[Start of Data for processing]

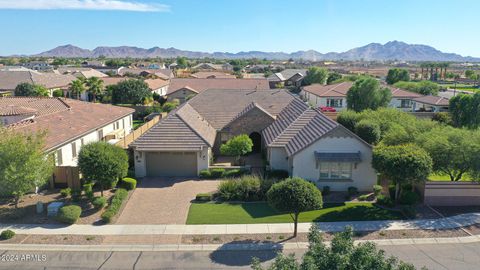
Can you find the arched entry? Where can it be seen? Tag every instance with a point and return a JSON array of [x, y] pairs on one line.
[[257, 142]]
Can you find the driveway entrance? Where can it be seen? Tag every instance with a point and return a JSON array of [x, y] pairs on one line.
[[163, 200]]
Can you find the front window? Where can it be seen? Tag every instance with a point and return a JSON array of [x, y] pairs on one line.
[[335, 103], [335, 170]]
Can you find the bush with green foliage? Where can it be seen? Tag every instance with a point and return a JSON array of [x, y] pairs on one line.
[[294, 195], [203, 197], [129, 183], [409, 197], [115, 204], [69, 214], [99, 202], [7, 234], [66, 192], [342, 253]]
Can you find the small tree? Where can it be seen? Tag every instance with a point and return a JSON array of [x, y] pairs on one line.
[[23, 164], [237, 146], [294, 195], [103, 163], [366, 93], [404, 164]]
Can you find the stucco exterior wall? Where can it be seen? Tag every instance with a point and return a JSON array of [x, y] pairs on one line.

[End of Data for processing]

Exercise instructions:
Can you copy out all of the items above, word for word, with the picture left out?

Problem solution:
Can you find the arched entry? Where can it be seen? Tag every instance with a point and return a JSON array of [x, y] pairs on one line.
[[257, 142]]
Can you find the driveway entrance? Where can it be seen? Tag every instance with a point and return a JSON array of [x, y] pairs on one line.
[[163, 200]]
Can you find the front window? Where can it be seen? Tag every instance with a point and return a JSON array of [x, y] pairs on one line.
[[335, 103], [335, 170]]
Can you find the bush with green foliage? Where can it be seen? Tag every instance with a point and return a JSON array of [x, y] pairs on one line.
[[294, 195], [203, 197], [129, 183], [409, 197], [115, 204], [69, 214], [99, 202], [7, 234], [66, 192], [342, 253]]
Can you find the small tree? Where can it be seen? Tag every instance with a point and return a JSON array of [x, y] pairs on one line.
[[23, 164], [237, 146], [294, 195], [103, 163], [366, 93], [404, 164]]
Can you find the stucco exterior wall? Where can it be seen? Tag every instance with a point and return a JSON array of [x, y] pairs on one line.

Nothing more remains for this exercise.